However, be informed that we could have used runBASwebservice_all()
to run all available BASwebservices at a time instead (be careful, this might take a while):
convert_txtCollection(dbName = "myEmuDatabaseBASall",
sourceDir = file.path(tempdir(), "emuR_demoData", "txt_collection"),
targetDir = tempdir())
dbHandleBASall = load_emuDB(file.path(tempdir(), "myEmuDatabaseBASall_emuDB"))
runBASwebservice_all(handle = dbHandleBASall,
language = "eng-AU",
transcriptionAttributeDefinitionName = "transcription")
serve(dbHandleBASall)
summary(dbHandleBASall)
# Name: myEmuDatabase
# UUID: 7dd1a809-dcf4-49a4-9c55-a1b540dcea4d
# Directory: /private/var/folders/vh/j2k1_0395x5_sgzpbl4bzzl00000gn/T/Rtmpj0j4RT/myEmuDatabase_emuDB
# Session count: 1
# Bundle count: 7
# Annotation item count: 576
# Label count: 691
# Link count: 353
#
# Database configuration:
#
# SSFF track definitions:
# NULL
#
# Level definitions:
# name type nrOfAttrDefs attrDefNames
# 1 bundle ITEM 2 bundle; transcription;
# 2 ORT ITEM 3 ORT; KAN; KAS;
# 3 MAU SEGMENT 1 MAU;
# 4 MINNI SEGMENT 1 MINNI;
# 5 MAS ITEM 1 MAS;
#
# Link definitions:
# type superlevelName sublevelName
# 1 ONE_TO_MANY bundle ORT
# 2 ONE_TO_MANY ORT MAS
# 3 ONE_TO_MANY MAS MAU

◆ ◆ ◆ ◆

## GIVEN REQUEST
Do these statements agree with the page extract: 1. The summary output reports a bundle count of 7. 2. The level named MAU is defined as type ITEM. 3. Running all available BASwebservices at once might take a while. For each statement, answer yes or no and quote the deciding words of the page extract.

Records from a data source
◆ ◆ ◆ ◆

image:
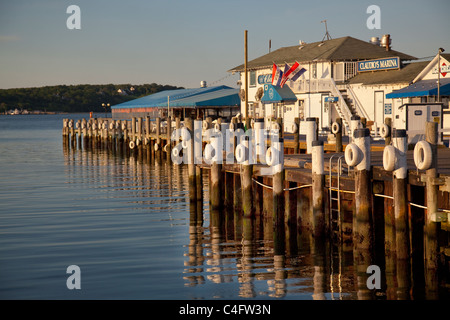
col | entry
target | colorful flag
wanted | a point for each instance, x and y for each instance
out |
(297, 73)
(277, 75)
(287, 72)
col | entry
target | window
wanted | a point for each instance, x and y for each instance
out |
(349, 70)
(252, 80)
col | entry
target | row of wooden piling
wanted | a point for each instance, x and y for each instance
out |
(243, 187)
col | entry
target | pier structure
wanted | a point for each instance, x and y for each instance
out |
(366, 196)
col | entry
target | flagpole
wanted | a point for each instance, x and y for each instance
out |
(246, 75)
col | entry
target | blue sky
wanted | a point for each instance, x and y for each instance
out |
(184, 42)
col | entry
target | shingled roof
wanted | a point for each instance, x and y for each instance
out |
(404, 75)
(340, 49)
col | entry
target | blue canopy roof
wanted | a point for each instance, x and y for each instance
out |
(188, 98)
(421, 89)
(277, 94)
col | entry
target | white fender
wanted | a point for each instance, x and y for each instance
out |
(241, 153)
(335, 127)
(422, 155)
(176, 152)
(353, 155)
(209, 152)
(270, 157)
(275, 127)
(385, 131)
(389, 158)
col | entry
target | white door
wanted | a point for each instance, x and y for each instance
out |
(378, 108)
(325, 116)
(417, 118)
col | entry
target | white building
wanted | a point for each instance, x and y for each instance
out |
(357, 73)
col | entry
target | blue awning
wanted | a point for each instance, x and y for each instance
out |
(422, 88)
(274, 94)
(187, 98)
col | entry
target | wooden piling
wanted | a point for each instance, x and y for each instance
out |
(246, 181)
(431, 226)
(363, 193)
(339, 135)
(278, 184)
(190, 158)
(318, 183)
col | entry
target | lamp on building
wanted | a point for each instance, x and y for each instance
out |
(105, 105)
(439, 73)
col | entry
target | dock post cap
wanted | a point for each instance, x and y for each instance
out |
(317, 143)
(361, 133)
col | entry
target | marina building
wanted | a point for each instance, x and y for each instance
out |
(344, 77)
(214, 102)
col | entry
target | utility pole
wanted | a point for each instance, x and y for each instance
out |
(246, 75)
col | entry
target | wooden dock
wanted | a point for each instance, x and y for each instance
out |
(363, 207)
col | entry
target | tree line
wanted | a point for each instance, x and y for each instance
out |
(75, 98)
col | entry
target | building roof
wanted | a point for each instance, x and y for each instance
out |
(422, 88)
(340, 49)
(404, 75)
(188, 98)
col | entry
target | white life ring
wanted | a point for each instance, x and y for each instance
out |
(275, 127)
(385, 131)
(423, 155)
(270, 157)
(335, 127)
(241, 153)
(209, 152)
(176, 152)
(352, 155)
(389, 158)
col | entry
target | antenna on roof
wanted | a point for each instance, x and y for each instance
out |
(327, 35)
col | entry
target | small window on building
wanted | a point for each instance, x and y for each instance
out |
(252, 80)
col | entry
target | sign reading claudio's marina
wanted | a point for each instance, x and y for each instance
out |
(379, 64)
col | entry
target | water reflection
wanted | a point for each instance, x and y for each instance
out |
(232, 256)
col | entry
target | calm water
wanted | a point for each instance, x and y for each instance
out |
(129, 226)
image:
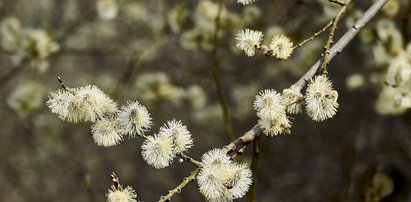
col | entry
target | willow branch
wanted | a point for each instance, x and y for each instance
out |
(253, 134)
(343, 41)
(322, 30)
(178, 189)
(339, 2)
(217, 75)
(250, 136)
(330, 41)
(254, 166)
(188, 159)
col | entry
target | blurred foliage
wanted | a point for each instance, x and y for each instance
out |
(158, 52)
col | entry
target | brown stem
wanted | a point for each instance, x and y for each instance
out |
(217, 75)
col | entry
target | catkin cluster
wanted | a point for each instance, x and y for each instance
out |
(110, 123)
(272, 107)
(219, 179)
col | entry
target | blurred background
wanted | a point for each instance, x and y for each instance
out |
(161, 53)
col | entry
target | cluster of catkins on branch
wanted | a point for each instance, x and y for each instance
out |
(219, 179)
(272, 106)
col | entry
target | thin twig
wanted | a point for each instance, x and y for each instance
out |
(330, 41)
(322, 30)
(178, 189)
(217, 75)
(339, 2)
(343, 41)
(252, 134)
(189, 159)
(254, 166)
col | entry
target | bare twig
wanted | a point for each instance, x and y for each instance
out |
(254, 166)
(343, 41)
(178, 189)
(217, 75)
(115, 180)
(322, 30)
(252, 135)
(339, 2)
(186, 158)
(330, 41)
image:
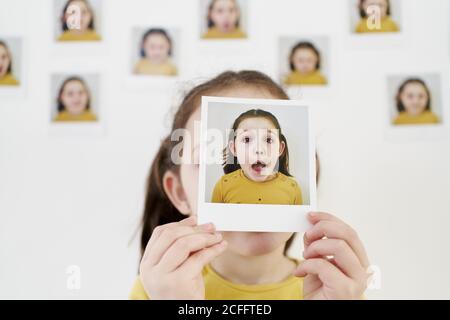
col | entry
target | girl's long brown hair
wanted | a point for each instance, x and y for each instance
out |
(158, 209)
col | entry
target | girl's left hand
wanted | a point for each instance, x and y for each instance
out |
(344, 275)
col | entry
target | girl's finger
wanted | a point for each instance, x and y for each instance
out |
(317, 216)
(195, 263)
(343, 256)
(183, 247)
(327, 273)
(169, 235)
(189, 221)
(335, 230)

◆ ◆ ◆ ◆

## SOLUTION FOR THIS EXERCISE
1. Yes: "Bundle count: 7"
2. No: "3 MAU SEGMENT 1 MAU;"
3. Yes: "be careful, this might take a while"